GIVEN PROBLEM: Write out each of the rows below word for word.

%%

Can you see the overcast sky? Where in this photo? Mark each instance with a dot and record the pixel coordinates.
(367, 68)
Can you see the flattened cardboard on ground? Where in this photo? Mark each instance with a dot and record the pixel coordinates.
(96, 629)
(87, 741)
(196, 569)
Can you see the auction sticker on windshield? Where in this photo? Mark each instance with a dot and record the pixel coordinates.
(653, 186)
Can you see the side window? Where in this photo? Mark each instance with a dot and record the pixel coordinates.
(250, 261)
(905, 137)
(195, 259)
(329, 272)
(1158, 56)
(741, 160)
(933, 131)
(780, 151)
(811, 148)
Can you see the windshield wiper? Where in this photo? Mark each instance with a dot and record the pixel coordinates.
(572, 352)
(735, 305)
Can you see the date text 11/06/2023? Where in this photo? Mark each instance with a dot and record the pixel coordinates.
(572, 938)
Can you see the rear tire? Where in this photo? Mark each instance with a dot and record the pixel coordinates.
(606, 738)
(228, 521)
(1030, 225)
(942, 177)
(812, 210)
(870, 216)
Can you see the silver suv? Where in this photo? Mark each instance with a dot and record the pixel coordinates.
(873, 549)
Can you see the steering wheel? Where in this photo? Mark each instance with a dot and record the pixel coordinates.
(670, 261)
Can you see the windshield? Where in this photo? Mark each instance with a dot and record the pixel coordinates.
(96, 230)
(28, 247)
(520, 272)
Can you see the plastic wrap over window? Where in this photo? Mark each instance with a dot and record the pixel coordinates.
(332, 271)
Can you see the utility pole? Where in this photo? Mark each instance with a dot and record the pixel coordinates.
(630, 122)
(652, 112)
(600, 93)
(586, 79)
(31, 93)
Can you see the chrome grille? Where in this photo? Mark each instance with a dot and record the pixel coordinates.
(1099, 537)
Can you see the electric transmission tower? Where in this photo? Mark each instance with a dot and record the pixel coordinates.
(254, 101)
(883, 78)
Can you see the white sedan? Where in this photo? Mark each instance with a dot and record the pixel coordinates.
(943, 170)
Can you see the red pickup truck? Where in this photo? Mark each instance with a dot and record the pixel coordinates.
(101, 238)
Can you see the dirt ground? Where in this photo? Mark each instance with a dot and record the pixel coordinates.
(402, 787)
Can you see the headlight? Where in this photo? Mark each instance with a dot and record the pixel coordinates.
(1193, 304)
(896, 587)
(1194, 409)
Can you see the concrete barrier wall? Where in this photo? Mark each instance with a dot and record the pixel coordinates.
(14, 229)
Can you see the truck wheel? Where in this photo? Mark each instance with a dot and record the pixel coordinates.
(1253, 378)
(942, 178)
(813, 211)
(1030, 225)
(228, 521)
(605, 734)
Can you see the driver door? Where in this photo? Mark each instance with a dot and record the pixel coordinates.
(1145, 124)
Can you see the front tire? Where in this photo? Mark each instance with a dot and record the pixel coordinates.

%%

RESULT:
Can you see the overcast sky? Where in this photo? Mark each instance with a dot and record the pixel coordinates.
(367, 68)
Can you see the flattened cardboard on ground? Where in this photo? Mark each instance with a dot and record the pixel coordinates.
(96, 629)
(87, 741)
(196, 569)
Can you see the auction sticker on windshield? Where in this photo? Mark each instance with a dot and record the pixel coordinates.
(653, 186)
Can you see the side window? Where in this photo? Mark each instance with a dot and record the pixel coordinates.
(250, 261)
(905, 137)
(195, 259)
(329, 272)
(1158, 56)
(741, 160)
(933, 131)
(780, 151)
(811, 148)
Can you see the windshield wiper? Where in this photo? Mark each instance with a dot and record the pixel coordinates.
(572, 352)
(735, 305)
Can you see the date text 11/06/2023? Where in this photo? Mark each instance with a dot and record the pixel coordinates.
(572, 938)
Can you see the rear tire? Where in this photo? Mark each instance with a dot and record the pixel coordinates.
(606, 738)
(228, 521)
(1030, 225)
(942, 177)
(812, 210)
(870, 216)
Can you see the silver suv? Where in this photo? Mark each instance with a dot and record the pixel coordinates.
(873, 549)
Can you see the steering wheel? Where in this photo? Mark each instance with a dot and record the pixel coordinates.
(670, 261)
Can you see the windshield? Where in this photo? Mark each instance with a dot and record the pixel coordinates.
(96, 230)
(28, 247)
(520, 272)
Can you see the plastic wrap over window? Where in this photo? Mark each instance with a dot and record the pixel coordinates.
(332, 271)
Can you see the utility pole? Where in this photo? Mark each instance with a dot and record the pixel coordinates.
(630, 122)
(652, 112)
(600, 93)
(586, 79)
(31, 93)
Can you see the chrome grille? Where in this photo? Mark each instance with a dot and record the pixel coordinates.
(1099, 537)
Can you see the electric transmission tower? Where in this photo? Mark each instance with a dot and record the pixel coordinates.
(254, 101)
(883, 78)
Can you see the white sedan? Where in this photo? Mark each instance with a dot and record the pixel coordinates.
(943, 170)
Can you see the red pickup truck? Where in this photo? Mark each instance with a dot and record the pixel coordinates.
(101, 238)
Can you see the dirt ground? Where in this photo? Mark each instance with a dot and record the pixel coordinates.
(402, 787)
Can you see the headlight? Where in this photo? Mark each instance with a dot and record the pixel coordinates.
(1193, 304)
(896, 587)
(1194, 409)
Can you see the concrete barrier wall? Where in this photo? Mark each instance with a dot and record the pixel coordinates.
(14, 229)
Can you see the truck wheel? Where in this photo? Mark each instance with a dot and record the pixel coordinates.
(1253, 378)
(942, 178)
(813, 211)
(1030, 225)
(228, 521)
(605, 734)
Can you see the driver door? Where in this photo? Mark each instance with a dot and record the pixel coordinates.
(1145, 124)
Can you see the front tire? Where in this photo? Mark each instance with a dot and record the pixel coordinates.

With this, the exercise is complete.